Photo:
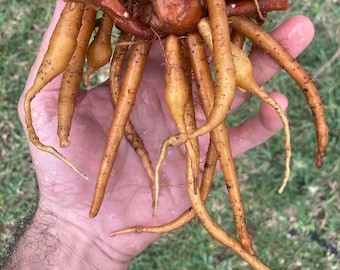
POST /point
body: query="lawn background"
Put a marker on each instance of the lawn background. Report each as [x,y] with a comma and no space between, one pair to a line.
[296,230]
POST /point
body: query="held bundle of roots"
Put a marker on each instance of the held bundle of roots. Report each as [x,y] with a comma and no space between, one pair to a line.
[191,32]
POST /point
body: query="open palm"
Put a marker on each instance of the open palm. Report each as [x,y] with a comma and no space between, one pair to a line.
[127,201]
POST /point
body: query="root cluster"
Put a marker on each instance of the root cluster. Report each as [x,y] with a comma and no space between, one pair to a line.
[192,33]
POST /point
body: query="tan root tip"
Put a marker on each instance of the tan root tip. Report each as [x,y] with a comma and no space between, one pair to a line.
[64,143]
[128,230]
[93,214]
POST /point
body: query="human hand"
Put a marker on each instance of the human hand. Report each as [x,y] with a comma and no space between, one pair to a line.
[66,197]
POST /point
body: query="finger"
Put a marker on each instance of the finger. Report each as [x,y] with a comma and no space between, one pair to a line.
[257,129]
[295,34]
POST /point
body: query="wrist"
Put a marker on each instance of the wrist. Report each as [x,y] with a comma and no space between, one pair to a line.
[53,243]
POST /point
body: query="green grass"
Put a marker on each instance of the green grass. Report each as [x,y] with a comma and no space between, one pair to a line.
[296,230]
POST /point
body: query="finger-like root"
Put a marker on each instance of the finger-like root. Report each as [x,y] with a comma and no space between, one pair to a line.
[186,216]
[72,77]
[245,81]
[265,41]
[131,134]
[128,92]
[207,221]
[61,47]
[220,136]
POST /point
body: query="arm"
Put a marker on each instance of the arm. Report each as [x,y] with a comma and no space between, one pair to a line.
[61,234]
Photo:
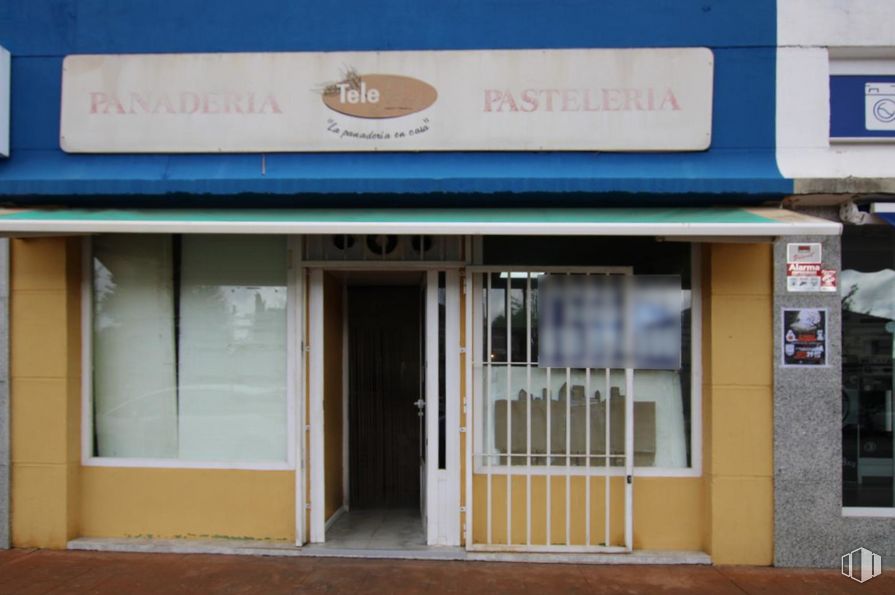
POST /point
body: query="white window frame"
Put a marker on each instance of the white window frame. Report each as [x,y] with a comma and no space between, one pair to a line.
[695,468]
[293,379]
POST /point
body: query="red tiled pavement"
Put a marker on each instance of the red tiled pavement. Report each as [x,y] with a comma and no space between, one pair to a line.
[45,571]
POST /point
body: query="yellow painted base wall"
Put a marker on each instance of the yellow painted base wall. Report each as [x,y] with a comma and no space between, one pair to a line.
[188,503]
[667,512]
[728,511]
[54,498]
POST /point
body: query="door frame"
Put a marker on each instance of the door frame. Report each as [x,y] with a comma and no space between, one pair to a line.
[442,485]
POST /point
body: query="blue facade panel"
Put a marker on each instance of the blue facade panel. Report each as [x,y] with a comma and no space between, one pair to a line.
[741,160]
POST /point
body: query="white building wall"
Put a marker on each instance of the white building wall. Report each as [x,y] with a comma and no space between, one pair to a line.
[812,35]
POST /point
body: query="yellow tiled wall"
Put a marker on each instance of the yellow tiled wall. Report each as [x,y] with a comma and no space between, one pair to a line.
[728,512]
[45,381]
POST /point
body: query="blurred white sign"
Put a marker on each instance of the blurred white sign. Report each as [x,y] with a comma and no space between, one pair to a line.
[507,100]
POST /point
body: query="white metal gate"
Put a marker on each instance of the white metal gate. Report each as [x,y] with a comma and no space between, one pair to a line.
[544,426]
[442,407]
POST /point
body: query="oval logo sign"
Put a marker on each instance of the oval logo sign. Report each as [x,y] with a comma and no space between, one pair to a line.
[379,96]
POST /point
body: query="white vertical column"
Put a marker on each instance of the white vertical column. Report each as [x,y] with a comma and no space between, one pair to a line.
[295,320]
[433,501]
[318,509]
[509,419]
[528,409]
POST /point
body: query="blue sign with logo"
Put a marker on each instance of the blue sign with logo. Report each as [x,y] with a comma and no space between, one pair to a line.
[862,106]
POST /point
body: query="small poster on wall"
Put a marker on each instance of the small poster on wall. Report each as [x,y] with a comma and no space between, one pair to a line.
[804,337]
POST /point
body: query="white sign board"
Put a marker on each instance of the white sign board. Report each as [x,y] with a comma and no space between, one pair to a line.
[507,100]
[5,91]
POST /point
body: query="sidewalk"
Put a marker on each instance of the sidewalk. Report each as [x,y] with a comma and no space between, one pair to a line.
[46,571]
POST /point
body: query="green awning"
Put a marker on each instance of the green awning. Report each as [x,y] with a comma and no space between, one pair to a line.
[670,222]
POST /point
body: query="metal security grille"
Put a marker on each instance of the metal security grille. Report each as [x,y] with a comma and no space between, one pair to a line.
[553,448]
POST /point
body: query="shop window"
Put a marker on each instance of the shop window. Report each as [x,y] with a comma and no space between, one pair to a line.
[573,418]
[868,349]
[189,348]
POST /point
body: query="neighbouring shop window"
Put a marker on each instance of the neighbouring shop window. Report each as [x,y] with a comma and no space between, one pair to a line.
[574,417]
[189,347]
[868,347]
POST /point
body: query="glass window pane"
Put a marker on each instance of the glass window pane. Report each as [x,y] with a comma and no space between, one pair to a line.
[868,353]
[135,400]
[189,347]
[534,410]
[233,348]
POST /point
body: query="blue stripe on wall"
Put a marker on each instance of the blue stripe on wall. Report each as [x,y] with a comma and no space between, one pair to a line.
[742,35]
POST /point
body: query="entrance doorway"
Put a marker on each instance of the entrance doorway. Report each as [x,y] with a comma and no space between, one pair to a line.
[384,408]
[384,389]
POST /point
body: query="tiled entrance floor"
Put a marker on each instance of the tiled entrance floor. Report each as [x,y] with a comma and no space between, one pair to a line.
[378,530]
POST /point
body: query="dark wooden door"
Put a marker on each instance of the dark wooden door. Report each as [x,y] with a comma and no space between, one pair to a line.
[383,384]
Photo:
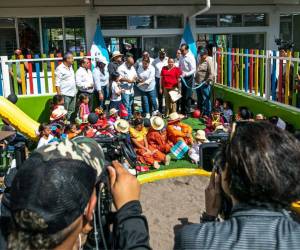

=== What to produce ===
Write the listing out in full, exactly; no images.

=== Solved exercise ===
Photo:
POST /point
body: query="lawn background"
Put a marker on each instance of the lawn background. Report each as [x,y] with a comma and no space between, one pair to a line.
[296,230]
POST /point
body: query="held bundle of roots"
Put a marker on each instance of the held bundle of roots. Report each as [x,y] with a comma and no space between, one pair to a line.
[191,32]
POST /point
body: query="open palm"
Put a marker on each instance of the open palm. Report each as [x,y] with a comma and no space between, one pair to a line.
[127,201]
POST /point
body: query="root cluster"
Put a marker on each instance of the root cluster. Report each as [x,y] with a comma and no space between, one pair to a line.
[192,33]
POST /point
body: query="tan root tip"
Put a marker on each instance of the tan root tip. Report each as [x,y] with a comma and no space between, one pair to a line.
[64,143]
[128,230]
[93,214]
POST /point
body: query="human hand"
Put a marker on each instance of the human hand. Report each as [x,y] with a comma and no space between, one pair to a line.
[66,197]
POST /point
body: query="finger"
Put a marker on each instance of the finger. Report each as [x,y] with a comma and no space between, one pair to a line.
[257,129]
[295,34]
POST /point
body: query="wrist"
Put a marker on each instance of the wrist. Report each as [x,y] with a comma and no space between, one pair to a line.
[53,243]
POST /point
body: query="green grass"
Put a marker on each instance of the green grass. Report each as [x,y] with a comma and no space between, one pair to a line.
[296,230]
POST /point
body: query="finger-like root"
Put a marker on each instance of the finger-like root. Report each as [x,y] with a comma and no space between, one pair to a line.
[186,216]
[72,77]
[245,81]
[265,41]
[131,134]
[128,92]
[207,221]
[61,47]
[220,136]
POST /point
body: query="arm"
Put a marker on each instance of the arm. Report each as [x,y] with a comma and no space between, one pair to a line.
[61,234]
Photo:
POST /point
body: query="white window frame"
Put a marker on each instance of the white window frame. Report each as [x,y] with a comma and no space between, one pair to a line.
[695,468]
[293,379]
POST /point
body: query="red tiled pavement"
Put a marker on each instance of the red tiled pavement. Report each as [x,y] with a comma and no space between, one pair to a line.
[45,571]
POST /point
body: query="yellow painted base wall"
Put a marker on each instance of the yellow painted base wall. Report each as [x,y] with a comma and no space between, one pair to a line.
[188,503]
[667,512]
[728,511]
[54,498]
POST /point
body: query="door frame"
Put a marker on each instance of the door frame. Report each as [x,y] with a comma and no space between, one pair to a line.
[442,485]
POST /point
body: query="blue facade panel"
Put a marker on each instance of the blue facade panel. Report each as [x,y] with a comma and no space between, one pair to a line.
[741,160]
POST /point
body: query="white building wall"
Put a marker on each instance of the white building wall. Report each as [x,y] with a comma and no space between, one pair to a line.
[812,35]
POST /point
body: query="yellow tiled wall"
Put a marker on each instance of the yellow tiled wall. Report each as [x,y] with a comma and no space between, one pair to a line.
[728,512]
[45,381]
POST /point
body: query="blurred white sign"
Put a marker on each instance of the blurred white sign. Report each as [x,y] with a comma and no space between, one pair to a line.
[507,100]
POST /point
body: query="white metal gate"
Put a marker on each instance of the white metal gate. Report each as [x,y] with a comma and no space between, one pair to a line.
[544,426]
[442,407]
POST /point
body: query="oval logo sign"
Put a marker on each instance of the oval logo sign. Report each as [x,y] with a comma and no space between, one pair to a line.
[379,96]
POST /point
body: query="white vertical column"
Put a marker on each instance of the white vertical column. Report each as [x,y] with a comma and no space between, one pair to a line.
[295,320]
[433,501]
[318,509]
[509,419]
[528,409]
POST /point
body: query="blue sign with logo"
Put a marker on each instance of the blue sign with logo. Report each as [x,y] with a comma and no space between, one pair to a line.
[862,106]
POST /point
body: query="small poster on wall"
Put a marker on each instance of the small poster on wall. Report each as [x,y] with a comma and no space between, one pair to a line.
[804,337]
POST /point
body: query="white sign board"
Put a marker on each instance of the white sign board. Report each as [x,y] with a comma and no space between, one pair to a line.
[507,100]
[5,91]
POST /point
body: query="sidewalk"
Put a marker on each instance of the sidewalk. Report each as [x,y] with a comma and no space between, one pair to a line.
[46,571]
POST /point
body: query="green awning"
Put a marker on each instance of the green awning. Report each as [x,y] with a comma and no space between, one pair to a line.
[670,222]
POST /point
body: query="metal security grille"
Put a marker on each instance of the metal security grille. Report each as [x,y] with a comma and no space between, one pair to a line.
[553,448]
POST /point
body: query="shop window"
Put a marker on each instance of the shop window. Report each as [x,y] with a comma and no space between, one pair to a line.
[573,418]
[868,349]
[189,348]
POST /point
body: query="neighbouring shop window"
Put a marker on each instance of the neighbouring shop window. Report each as [x,y] with a comma and no space between, one pair to a line.
[574,417]
[189,347]
[868,347]
POST /point
body: query="glass window pane"
Put a marker on each instance of the glass window pane. Report each as [x,y] with a comma and no space between, one pair to a line.
[868,353]
[135,400]
[189,347]
[534,410]
[233,348]
POST /point
body: query="blue stripe on wall"
Put a marker on each instance of the blue stripe on wall. Report each as [x,y] with a comma and no space between, one pair to a line.
[742,35]
POST /point
body: query="entrance doorway"
Put a marker on each instance of the entrance doorway. Report each as [x,y] with a comma and no space between, one pair to a line.
[384,408]
[384,389]
POST /point
body: query="tiled entrance floor"
Put a marker on each instance of the tiled entrance floor. Report each as [x,y] with a comma and no space between, one pair to a line.
[378,530]
POST /point
body: query="dark wooden door"
Put a marker on each instance of the dark wooden door. Report each as [x,y] with a comma and no space between, one pair to a line.
[383,384]
Photo:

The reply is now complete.